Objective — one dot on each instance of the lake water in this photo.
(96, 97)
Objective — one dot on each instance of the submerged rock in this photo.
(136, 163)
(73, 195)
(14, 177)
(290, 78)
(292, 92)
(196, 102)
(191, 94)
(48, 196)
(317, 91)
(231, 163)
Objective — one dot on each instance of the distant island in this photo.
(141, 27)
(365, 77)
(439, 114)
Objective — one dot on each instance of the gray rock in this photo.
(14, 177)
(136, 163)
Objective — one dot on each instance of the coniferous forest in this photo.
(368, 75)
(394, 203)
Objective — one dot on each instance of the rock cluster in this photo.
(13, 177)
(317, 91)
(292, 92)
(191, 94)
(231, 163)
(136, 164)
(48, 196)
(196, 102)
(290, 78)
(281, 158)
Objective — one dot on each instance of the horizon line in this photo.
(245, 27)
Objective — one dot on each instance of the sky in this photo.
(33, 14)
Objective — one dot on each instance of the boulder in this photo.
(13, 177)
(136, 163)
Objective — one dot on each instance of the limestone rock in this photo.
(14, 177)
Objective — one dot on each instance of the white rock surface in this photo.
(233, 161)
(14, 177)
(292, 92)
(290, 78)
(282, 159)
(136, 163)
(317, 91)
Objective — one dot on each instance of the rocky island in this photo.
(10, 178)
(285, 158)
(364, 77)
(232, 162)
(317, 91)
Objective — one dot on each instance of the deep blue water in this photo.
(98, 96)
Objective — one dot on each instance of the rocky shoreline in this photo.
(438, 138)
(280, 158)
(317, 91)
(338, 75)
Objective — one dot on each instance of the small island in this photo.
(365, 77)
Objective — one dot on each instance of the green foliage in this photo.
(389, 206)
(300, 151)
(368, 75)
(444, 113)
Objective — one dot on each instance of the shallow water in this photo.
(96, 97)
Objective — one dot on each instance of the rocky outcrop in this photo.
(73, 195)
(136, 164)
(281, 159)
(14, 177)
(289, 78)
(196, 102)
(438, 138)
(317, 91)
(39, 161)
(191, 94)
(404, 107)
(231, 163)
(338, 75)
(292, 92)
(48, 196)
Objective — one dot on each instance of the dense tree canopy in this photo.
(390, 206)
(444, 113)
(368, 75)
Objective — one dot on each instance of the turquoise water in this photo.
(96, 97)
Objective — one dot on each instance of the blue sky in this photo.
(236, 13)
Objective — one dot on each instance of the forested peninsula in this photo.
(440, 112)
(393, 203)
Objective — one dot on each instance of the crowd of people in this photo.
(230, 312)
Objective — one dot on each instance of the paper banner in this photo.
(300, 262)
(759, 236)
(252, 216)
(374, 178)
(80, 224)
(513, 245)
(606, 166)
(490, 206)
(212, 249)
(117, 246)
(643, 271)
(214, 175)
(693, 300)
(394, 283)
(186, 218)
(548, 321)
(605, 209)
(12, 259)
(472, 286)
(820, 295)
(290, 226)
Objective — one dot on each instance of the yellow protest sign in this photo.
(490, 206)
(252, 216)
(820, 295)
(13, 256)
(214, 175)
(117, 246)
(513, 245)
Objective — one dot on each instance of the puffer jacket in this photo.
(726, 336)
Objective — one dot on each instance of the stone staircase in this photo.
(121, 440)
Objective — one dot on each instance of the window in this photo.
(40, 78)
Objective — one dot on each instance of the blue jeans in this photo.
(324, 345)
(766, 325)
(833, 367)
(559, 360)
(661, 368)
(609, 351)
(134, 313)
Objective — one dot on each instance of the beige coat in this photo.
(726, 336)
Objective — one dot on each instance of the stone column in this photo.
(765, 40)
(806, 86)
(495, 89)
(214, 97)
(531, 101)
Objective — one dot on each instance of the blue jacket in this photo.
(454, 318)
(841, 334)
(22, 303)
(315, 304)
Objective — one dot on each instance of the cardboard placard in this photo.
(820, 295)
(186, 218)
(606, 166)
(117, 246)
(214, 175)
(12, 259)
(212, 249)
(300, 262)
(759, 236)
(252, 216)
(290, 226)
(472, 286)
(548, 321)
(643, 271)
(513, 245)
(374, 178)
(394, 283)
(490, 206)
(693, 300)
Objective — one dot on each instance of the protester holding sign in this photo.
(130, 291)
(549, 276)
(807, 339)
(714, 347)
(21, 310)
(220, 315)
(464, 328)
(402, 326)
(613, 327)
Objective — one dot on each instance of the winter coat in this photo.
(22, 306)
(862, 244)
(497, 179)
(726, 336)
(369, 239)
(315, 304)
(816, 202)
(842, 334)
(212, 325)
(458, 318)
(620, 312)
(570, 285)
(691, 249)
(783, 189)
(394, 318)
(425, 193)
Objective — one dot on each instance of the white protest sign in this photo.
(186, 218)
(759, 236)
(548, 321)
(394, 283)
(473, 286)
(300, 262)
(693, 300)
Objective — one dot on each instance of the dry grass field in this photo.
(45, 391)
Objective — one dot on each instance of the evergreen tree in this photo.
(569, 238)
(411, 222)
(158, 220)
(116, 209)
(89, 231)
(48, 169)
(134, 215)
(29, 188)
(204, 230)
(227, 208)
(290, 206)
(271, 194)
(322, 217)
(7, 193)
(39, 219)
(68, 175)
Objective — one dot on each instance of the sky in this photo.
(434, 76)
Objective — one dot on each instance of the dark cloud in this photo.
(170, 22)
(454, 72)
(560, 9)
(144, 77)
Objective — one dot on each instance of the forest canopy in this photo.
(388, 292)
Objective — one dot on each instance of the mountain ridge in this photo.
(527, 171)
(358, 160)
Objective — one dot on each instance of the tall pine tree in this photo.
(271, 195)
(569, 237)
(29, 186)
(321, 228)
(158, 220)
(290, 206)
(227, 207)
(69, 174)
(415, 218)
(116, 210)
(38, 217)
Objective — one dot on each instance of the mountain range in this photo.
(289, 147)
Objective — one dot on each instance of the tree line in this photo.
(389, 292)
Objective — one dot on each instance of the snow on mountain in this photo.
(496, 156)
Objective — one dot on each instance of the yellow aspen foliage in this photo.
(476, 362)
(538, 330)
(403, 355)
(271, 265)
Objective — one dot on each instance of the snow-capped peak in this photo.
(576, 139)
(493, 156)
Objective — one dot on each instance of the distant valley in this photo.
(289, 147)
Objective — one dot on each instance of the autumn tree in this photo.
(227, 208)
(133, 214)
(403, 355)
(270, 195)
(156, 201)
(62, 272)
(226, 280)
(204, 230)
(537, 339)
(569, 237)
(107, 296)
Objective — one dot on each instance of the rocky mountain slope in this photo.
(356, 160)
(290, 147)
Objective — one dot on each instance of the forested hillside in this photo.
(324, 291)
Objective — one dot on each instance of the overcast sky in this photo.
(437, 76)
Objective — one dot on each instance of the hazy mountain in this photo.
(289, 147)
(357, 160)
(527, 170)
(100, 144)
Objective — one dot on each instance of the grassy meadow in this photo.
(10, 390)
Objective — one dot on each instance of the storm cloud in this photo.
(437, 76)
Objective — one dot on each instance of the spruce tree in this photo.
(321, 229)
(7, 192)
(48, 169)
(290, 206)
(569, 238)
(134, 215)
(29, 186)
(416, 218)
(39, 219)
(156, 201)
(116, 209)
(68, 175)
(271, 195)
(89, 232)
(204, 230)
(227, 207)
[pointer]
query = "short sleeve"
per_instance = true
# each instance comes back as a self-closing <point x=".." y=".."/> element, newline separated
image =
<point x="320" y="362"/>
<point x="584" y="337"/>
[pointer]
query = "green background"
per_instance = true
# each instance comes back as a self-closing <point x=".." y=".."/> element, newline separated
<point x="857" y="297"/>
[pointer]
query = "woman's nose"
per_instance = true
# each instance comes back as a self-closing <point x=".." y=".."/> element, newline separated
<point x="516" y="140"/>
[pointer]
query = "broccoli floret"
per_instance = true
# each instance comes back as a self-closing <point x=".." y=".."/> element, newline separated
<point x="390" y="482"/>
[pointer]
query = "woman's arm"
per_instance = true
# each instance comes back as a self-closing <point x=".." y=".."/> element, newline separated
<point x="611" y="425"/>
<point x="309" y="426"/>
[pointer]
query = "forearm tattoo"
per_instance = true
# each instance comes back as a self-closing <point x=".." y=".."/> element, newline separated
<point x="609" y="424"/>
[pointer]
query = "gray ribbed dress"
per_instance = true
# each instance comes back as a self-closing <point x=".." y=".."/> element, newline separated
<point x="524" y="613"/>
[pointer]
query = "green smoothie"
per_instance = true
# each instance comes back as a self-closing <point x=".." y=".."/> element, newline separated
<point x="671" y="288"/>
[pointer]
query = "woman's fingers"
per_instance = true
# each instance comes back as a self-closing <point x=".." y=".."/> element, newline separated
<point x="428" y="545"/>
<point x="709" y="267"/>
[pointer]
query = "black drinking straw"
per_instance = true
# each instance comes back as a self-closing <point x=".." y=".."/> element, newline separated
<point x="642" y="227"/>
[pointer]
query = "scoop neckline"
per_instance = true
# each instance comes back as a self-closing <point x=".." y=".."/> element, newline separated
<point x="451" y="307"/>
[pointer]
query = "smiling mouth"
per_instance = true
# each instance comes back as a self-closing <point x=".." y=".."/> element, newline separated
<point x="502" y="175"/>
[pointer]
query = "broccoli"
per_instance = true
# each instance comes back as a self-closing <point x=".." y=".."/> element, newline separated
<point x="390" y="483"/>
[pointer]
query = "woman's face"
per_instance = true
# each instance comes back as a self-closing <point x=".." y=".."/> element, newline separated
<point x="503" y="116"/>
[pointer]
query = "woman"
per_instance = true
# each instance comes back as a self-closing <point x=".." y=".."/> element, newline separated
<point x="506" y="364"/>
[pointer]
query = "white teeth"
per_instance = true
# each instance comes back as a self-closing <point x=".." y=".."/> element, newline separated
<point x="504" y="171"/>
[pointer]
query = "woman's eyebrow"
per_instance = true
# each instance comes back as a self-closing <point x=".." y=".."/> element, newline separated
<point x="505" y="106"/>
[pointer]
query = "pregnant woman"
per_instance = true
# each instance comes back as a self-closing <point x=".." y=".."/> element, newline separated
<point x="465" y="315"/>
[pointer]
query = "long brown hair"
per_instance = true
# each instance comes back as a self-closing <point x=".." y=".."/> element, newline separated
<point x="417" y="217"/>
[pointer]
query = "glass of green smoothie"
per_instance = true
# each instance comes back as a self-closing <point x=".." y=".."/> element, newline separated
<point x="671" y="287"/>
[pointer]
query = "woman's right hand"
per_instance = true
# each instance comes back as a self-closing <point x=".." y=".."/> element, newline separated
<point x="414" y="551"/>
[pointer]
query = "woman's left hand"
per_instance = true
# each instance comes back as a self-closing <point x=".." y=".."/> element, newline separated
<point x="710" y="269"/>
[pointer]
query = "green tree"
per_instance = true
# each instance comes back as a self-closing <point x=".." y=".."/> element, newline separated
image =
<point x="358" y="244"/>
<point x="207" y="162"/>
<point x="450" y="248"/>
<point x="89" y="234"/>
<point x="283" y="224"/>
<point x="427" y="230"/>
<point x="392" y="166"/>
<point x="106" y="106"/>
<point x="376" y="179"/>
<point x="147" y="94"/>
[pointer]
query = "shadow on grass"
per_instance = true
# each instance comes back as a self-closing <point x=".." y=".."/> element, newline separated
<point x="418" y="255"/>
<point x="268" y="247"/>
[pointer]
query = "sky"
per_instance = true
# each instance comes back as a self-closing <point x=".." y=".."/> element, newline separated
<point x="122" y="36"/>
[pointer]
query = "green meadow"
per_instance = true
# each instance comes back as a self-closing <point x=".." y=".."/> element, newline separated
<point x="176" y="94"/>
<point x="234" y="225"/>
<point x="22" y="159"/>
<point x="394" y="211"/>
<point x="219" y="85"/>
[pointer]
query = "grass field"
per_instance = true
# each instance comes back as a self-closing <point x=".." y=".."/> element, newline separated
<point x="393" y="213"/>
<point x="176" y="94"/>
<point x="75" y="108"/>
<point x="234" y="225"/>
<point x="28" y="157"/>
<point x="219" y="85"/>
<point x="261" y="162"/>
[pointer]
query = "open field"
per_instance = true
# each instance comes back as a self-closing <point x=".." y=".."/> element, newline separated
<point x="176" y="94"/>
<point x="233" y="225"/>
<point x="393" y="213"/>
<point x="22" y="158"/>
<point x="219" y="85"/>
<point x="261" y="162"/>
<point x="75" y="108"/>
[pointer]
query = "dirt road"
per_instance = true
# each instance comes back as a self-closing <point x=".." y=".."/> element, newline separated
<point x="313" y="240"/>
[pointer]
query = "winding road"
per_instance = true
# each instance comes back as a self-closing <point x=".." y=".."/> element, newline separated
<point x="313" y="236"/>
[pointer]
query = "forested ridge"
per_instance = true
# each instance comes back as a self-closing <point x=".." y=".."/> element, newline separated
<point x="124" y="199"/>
====
ABOUT THIS TASK —
Pull every line containing "hand" out of the material and copy it.

RESPONSE BOX —
query = "woman's right hand"
query = "woman's left hand"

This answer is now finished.